--- Given data ---

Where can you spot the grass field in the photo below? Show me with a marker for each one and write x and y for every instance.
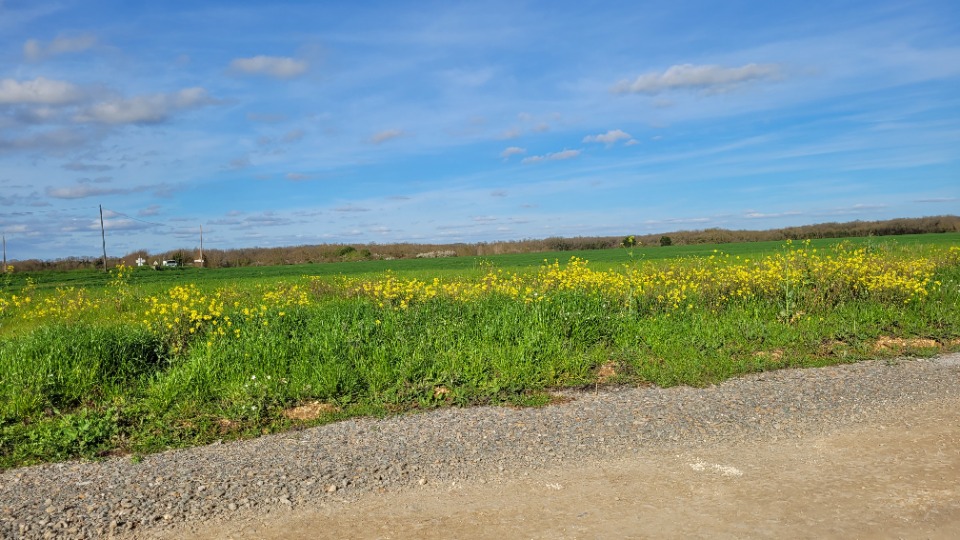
(138, 360)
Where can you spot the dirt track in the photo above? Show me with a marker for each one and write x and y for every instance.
(896, 477)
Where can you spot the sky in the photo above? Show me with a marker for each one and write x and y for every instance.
(291, 123)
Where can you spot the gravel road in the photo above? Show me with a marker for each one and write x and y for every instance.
(345, 461)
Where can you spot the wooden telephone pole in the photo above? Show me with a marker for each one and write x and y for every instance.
(202, 262)
(103, 237)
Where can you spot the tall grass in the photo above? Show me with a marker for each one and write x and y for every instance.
(137, 368)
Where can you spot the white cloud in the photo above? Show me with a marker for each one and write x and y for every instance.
(386, 135)
(79, 166)
(293, 135)
(512, 151)
(35, 50)
(281, 67)
(609, 137)
(82, 191)
(145, 109)
(689, 76)
(556, 156)
(58, 139)
(40, 91)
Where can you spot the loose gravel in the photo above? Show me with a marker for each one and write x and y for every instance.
(337, 462)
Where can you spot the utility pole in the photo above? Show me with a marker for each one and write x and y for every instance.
(103, 237)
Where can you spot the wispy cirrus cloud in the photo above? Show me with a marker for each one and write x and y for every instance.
(39, 91)
(149, 109)
(512, 151)
(608, 138)
(387, 135)
(280, 67)
(83, 191)
(711, 78)
(555, 156)
(35, 50)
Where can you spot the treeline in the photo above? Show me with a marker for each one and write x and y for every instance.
(216, 258)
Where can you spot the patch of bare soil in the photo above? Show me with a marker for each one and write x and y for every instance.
(896, 477)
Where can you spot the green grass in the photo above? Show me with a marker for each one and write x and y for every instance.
(100, 386)
(452, 266)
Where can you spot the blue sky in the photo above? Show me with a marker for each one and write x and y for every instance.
(288, 123)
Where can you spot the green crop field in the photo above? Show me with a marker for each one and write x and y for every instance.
(139, 360)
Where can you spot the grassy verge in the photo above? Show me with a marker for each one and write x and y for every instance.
(133, 370)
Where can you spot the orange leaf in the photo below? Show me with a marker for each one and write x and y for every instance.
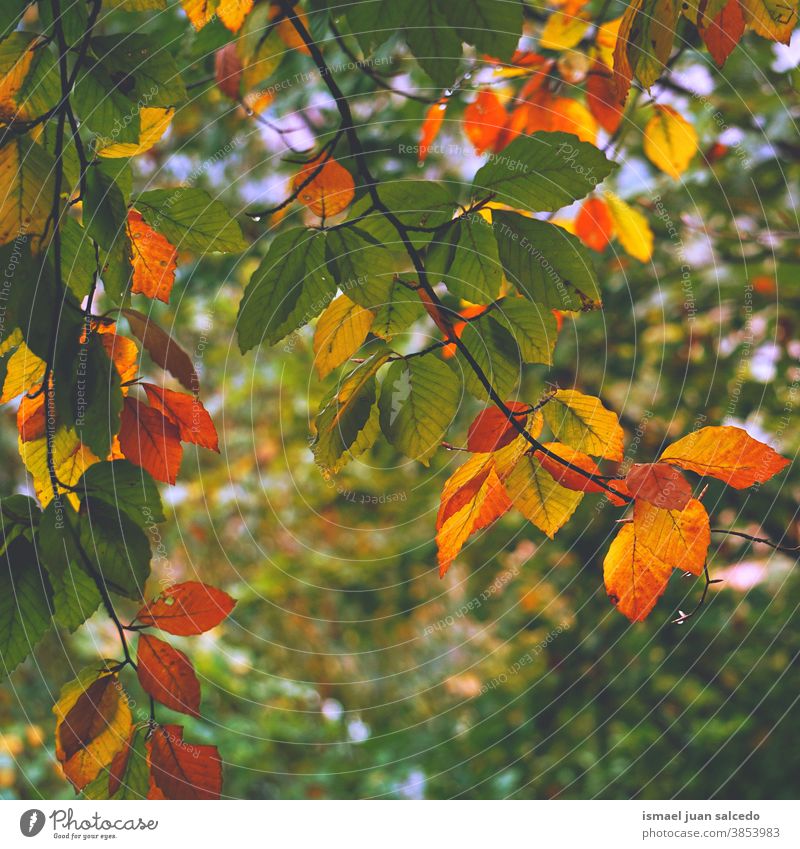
(594, 224)
(167, 675)
(228, 70)
(330, 192)
(31, 418)
(484, 120)
(727, 453)
(491, 429)
(601, 97)
(644, 554)
(724, 32)
(430, 128)
(179, 770)
(150, 440)
(153, 258)
(659, 484)
(472, 498)
(187, 412)
(187, 609)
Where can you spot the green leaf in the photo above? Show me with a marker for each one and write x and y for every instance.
(416, 203)
(105, 217)
(434, 43)
(142, 71)
(290, 287)
(497, 354)
(117, 547)
(24, 604)
(467, 261)
(494, 28)
(401, 309)
(75, 593)
(78, 263)
(124, 486)
(348, 422)
(532, 326)
(97, 397)
(543, 172)
(362, 267)
(546, 263)
(419, 398)
(104, 109)
(191, 219)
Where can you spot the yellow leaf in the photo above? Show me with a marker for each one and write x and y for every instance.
(93, 721)
(632, 229)
(644, 554)
(772, 19)
(340, 331)
(670, 141)
(605, 41)
(563, 31)
(24, 371)
(154, 123)
(472, 498)
(582, 422)
(538, 497)
(727, 453)
(233, 12)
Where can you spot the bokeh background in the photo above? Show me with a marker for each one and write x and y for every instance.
(348, 669)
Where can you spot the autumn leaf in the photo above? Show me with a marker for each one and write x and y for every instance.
(491, 429)
(167, 675)
(645, 552)
(727, 453)
(181, 770)
(187, 413)
(633, 231)
(484, 120)
(472, 498)
(430, 128)
(659, 484)
(326, 191)
(150, 440)
(154, 260)
(93, 722)
(163, 349)
(601, 97)
(187, 609)
(594, 224)
(670, 141)
(582, 422)
(340, 332)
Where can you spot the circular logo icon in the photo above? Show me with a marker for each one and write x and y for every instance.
(31, 822)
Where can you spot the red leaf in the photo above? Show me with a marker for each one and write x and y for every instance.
(724, 32)
(484, 120)
(150, 440)
(228, 70)
(183, 770)
(167, 675)
(660, 485)
(187, 412)
(492, 430)
(187, 609)
(594, 224)
(601, 98)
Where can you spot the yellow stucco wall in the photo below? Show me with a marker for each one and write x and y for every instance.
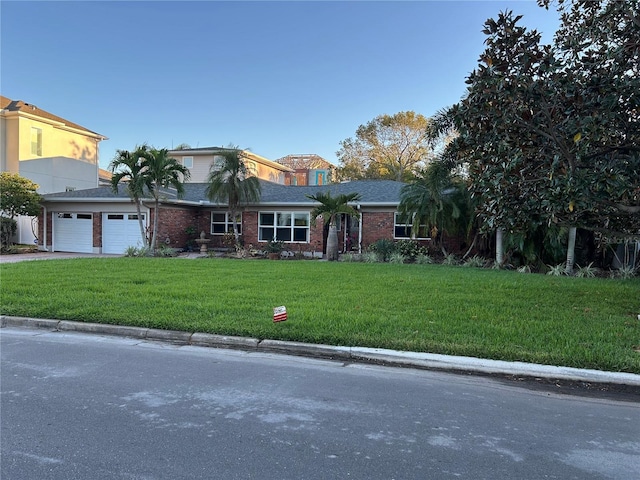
(56, 142)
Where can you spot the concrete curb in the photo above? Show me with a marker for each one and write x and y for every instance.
(428, 361)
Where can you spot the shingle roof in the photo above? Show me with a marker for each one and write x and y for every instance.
(20, 106)
(371, 192)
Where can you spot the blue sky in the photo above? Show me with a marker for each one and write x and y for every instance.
(276, 77)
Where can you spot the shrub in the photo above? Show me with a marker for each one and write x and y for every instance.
(384, 248)
(397, 257)
(586, 272)
(8, 228)
(408, 248)
(450, 259)
(370, 257)
(625, 272)
(132, 251)
(475, 261)
(349, 257)
(424, 259)
(556, 270)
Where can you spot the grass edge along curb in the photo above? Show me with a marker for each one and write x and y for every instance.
(426, 361)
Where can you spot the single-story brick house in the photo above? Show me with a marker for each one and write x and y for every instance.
(99, 220)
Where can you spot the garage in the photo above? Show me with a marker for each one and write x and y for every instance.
(119, 231)
(73, 232)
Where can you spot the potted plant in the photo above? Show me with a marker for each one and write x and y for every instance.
(274, 249)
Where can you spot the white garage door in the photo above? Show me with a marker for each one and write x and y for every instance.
(119, 231)
(73, 232)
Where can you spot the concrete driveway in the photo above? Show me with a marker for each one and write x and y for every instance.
(22, 257)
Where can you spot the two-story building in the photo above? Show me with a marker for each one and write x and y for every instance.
(53, 152)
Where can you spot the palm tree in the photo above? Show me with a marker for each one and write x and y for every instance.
(329, 208)
(438, 199)
(232, 183)
(127, 167)
(160, 171)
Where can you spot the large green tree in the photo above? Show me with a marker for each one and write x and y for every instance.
(160, 171)
(389, 146)
(329, 209)
(127, 168)
(233, 184)
(551, 132)
(18, 196)
(439, 199)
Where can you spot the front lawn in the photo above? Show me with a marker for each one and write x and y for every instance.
(578, 322)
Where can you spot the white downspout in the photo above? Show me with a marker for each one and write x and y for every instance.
(359, 230)
(44, 230)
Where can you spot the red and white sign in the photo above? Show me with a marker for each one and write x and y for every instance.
(280, 314)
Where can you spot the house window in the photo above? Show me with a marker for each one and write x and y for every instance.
(402, 228)
(218, 162)
(284, 226)
(252, 167)
(36, 141)
(221, 223)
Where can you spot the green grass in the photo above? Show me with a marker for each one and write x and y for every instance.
(578, 322)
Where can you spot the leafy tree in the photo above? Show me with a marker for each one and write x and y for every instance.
(439, 199)
(160, 172)
(329, 208)
(127, 168)
(18, 196)
(551, 133)
(389, 146)
(232, 183)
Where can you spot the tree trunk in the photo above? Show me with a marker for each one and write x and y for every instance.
(154, 237)
(473, 244)
(571, 248)
(332, 243)
(143, 235)
(234, 222)
(499, 247)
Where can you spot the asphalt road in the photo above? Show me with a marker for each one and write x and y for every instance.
(77, 406)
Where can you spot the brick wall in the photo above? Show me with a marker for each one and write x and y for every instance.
(97, 230)
(375, 226)
(173, 223)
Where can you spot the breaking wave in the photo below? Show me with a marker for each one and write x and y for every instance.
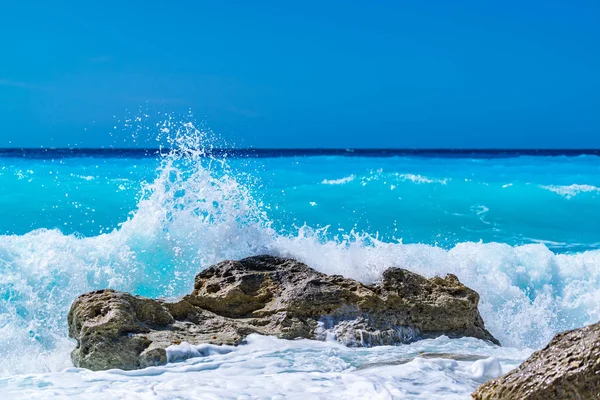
(198, 211)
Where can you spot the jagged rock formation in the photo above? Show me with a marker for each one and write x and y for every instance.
(270, 296)
(567, 368)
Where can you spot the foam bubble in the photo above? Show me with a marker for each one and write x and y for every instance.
(197, 212)
(571, 190)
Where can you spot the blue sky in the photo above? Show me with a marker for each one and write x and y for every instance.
(305, 74)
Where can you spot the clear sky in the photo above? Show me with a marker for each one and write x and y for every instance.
(335, 73)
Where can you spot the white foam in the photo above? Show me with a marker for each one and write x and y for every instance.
(571, 190)
(339, 181)
(196, 213)
(415, 178)
(272, 368)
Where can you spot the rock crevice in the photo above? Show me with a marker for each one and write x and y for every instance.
(270, 296)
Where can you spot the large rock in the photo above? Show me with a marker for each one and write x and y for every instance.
(567, 368)
(270, 296)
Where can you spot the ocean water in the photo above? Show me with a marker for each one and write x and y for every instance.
(522, 230)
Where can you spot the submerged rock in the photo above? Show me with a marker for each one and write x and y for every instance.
(567, 368)
(270, 296)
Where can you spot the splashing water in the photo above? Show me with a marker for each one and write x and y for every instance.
(198, 210)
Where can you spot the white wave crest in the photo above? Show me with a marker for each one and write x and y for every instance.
(421, 179)
(198, 212)
(340, 181)
(571, 190)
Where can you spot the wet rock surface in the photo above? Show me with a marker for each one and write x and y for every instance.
(567, 368)
(270, 296)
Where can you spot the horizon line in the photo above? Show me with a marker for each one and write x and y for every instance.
(253, 152)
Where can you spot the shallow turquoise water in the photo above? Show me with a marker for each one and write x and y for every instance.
(438, 201)
(522, 231)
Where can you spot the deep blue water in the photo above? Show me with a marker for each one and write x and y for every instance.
(520, 227)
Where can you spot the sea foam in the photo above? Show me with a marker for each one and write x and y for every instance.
(197, 212)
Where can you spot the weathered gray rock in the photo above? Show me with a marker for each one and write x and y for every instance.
(567, 368)
(270, 296)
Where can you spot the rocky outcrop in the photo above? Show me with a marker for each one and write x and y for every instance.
(567, 368)
(270, 296)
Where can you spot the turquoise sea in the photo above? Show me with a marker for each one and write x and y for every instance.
(521, 228)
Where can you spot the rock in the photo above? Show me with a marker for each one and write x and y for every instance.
(567, 368)
(270, 296)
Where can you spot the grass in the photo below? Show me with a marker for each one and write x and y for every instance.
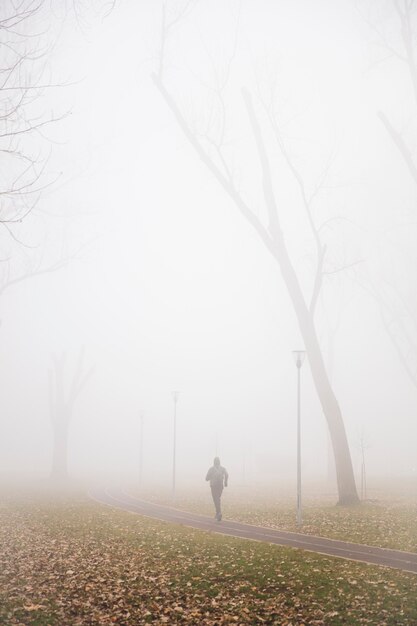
(386, 521)
(73, 562)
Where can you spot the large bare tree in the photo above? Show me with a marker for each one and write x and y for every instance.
(210, 150)
(62, 399)
(394, 26)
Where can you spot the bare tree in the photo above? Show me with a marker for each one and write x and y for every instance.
(394, 24)
(62, 400)
(211, 153)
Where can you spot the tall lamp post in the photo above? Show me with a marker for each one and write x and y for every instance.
(175, 395)
(299, 356)
(141, 451)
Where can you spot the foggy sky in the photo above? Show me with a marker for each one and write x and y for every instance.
(171, 289)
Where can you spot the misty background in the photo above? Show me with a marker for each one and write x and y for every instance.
(167, 288)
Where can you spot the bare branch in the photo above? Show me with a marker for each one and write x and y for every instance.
(400, 143)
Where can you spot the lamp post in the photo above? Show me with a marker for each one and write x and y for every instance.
(141, 451)
(175, 395)
(299, 356)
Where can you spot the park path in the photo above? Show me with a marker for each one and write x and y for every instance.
(406, 561)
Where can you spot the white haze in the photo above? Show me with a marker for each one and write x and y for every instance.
(173, 290)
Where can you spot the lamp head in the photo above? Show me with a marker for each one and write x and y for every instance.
(299, 356)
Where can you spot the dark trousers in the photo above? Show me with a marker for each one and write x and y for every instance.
(216, 492)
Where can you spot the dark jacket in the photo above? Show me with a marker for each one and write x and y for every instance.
(217, 475)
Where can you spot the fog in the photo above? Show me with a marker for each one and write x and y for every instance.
(165, 286)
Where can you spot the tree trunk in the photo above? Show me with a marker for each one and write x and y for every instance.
(344, 470)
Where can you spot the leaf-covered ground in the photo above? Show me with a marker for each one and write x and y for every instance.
(76, 562)
(388, 521)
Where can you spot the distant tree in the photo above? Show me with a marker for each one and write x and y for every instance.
(209, 147)
(394, 25)
(62, 398)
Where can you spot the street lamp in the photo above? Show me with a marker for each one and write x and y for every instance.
(174, 395)
(299, 356)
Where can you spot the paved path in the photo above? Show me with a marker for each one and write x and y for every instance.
(406, 561)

---

In the listing above, find the line containing "Where can you spot the dark jacket", then reproduce it and each line after it through the end, exactly and with nothing added.

Where can you spot the dark jacket in the photo above? Show me with a marker for each one and write x and y for every instance.
(217, 475)
Where can you spot the fog in the photo above? Show me with a marker for each one and write x and y for every instance.
(165, 286)
Where can you spot the tree trunk in the photo above? Show me with a marker for each one and write x and y for every instance.
(344, 470)
Where can you spot the leaf-covered ground in the photo above? Show me with a marker for each one and write x and y for every instance.
(76, 562)
(388, 521)
Where can you spot the distant tree in the photo above? Show me with a marker for each one and write x and y for every instance.
(209, 147)
(394, 25)
(62, 398)
Where can you spot the street lamp in the photo above? Show me with a marker for each one and write x and y for every instance.
(174, 395)
(299, 356)
Where can you spot the paved path in the photo above? Show me with a marker for each one and write x and y for every instance.
(406, 561)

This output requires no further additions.